Just to be clear about it. I was saying that on this occasion I found
it hard to create breaks between sections that would cause the document
to print to PDF in fragments. My test doc was creating new sections
starting at odd pages at chapter boundaries, and it worked very well
without splitting the printed PDFs, even though I was doing lots of
things that were supposed to break it, like changing margins, fooling
with the headers and footers and so on. It was good until I swapped
from portrait to landscape orientation using the page set-up inside the
format document panel. It then stayed bad after I put the landscape
section back to portrait.

For a moment it looked like the recent update had fixed the problem.

If your Word is completely up-to-date, it would be useful to know if
the splitting is still as bad as you remember. Maybe they have fixed a
little bit of it.

SET PROBLEM 1
Answer these questions from the post:
(a) What was the test document creating at chapter boundaries?
(b) Which change made the PDF printing go bad?
(c) What happened after the landscape section was put back to portrait?
The listing below has no connection to the post about printing Word documents to PDF.

RECORD SET
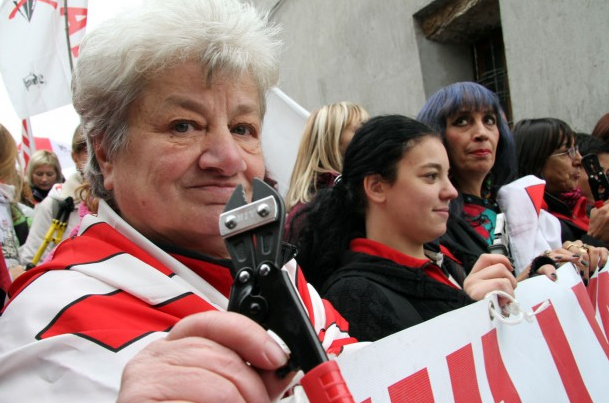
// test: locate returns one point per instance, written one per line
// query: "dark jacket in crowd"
(379, 297)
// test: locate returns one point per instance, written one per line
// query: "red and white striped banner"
(552, 349)
(28, 145)
(35, 54)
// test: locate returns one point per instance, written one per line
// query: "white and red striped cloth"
(74, 322)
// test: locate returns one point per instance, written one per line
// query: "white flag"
(34, 51)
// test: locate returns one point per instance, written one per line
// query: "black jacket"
(379, 297)
(463, 242)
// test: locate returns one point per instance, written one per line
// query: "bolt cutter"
(262, 291)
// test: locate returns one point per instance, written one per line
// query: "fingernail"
(276, 355)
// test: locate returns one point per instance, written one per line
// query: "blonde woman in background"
(43, 171)
(322, 147)
(48, 209)
(14, 216)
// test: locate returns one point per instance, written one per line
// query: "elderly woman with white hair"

SET PROBLEM 2
Write out every line of the listing above with no changes, leaving out the picture.

RESULT 1
(a) New sections starting at odd pages.
(b) Swapping from portrait to landscape orientation using the page set-up inside the format document panel.
(c) It stayed bad.

RESULT 2
// test: locate returns one point per instance, written one per line
// query: "dark jacket in crowd"
(379, 297)
// test: locate returns one point per instance, written one per line
// query: "red and white striped banner"
(552, 349)
(28, 145)
(35, 54)
// test: locate returns one point per instance, written one per line
// query: "white and red striped cloth"
(74, 322)
// test: locate returns one point per instance, written one per line
// query: "white flag"
(34, 51)
// test: locate returns one point per instance, written one per line
// query: "black jacket"
(379, 297)
(463, 242)
// test: locate returns one point per instance, written one per line
// query: "bolt cutter"
(262, 291)
// test: locate returns one point per instance, written one per line
// query: "fingernail"
(276, 355)
// test: locate returns one point per instance, written one per line
// query: "blonde woman in background"
(43, 171)
(322, 147)
(48, 209)
(14, 216)
// test: locate returns one point per instance, written one per line
// query: "elderly woman with white hair"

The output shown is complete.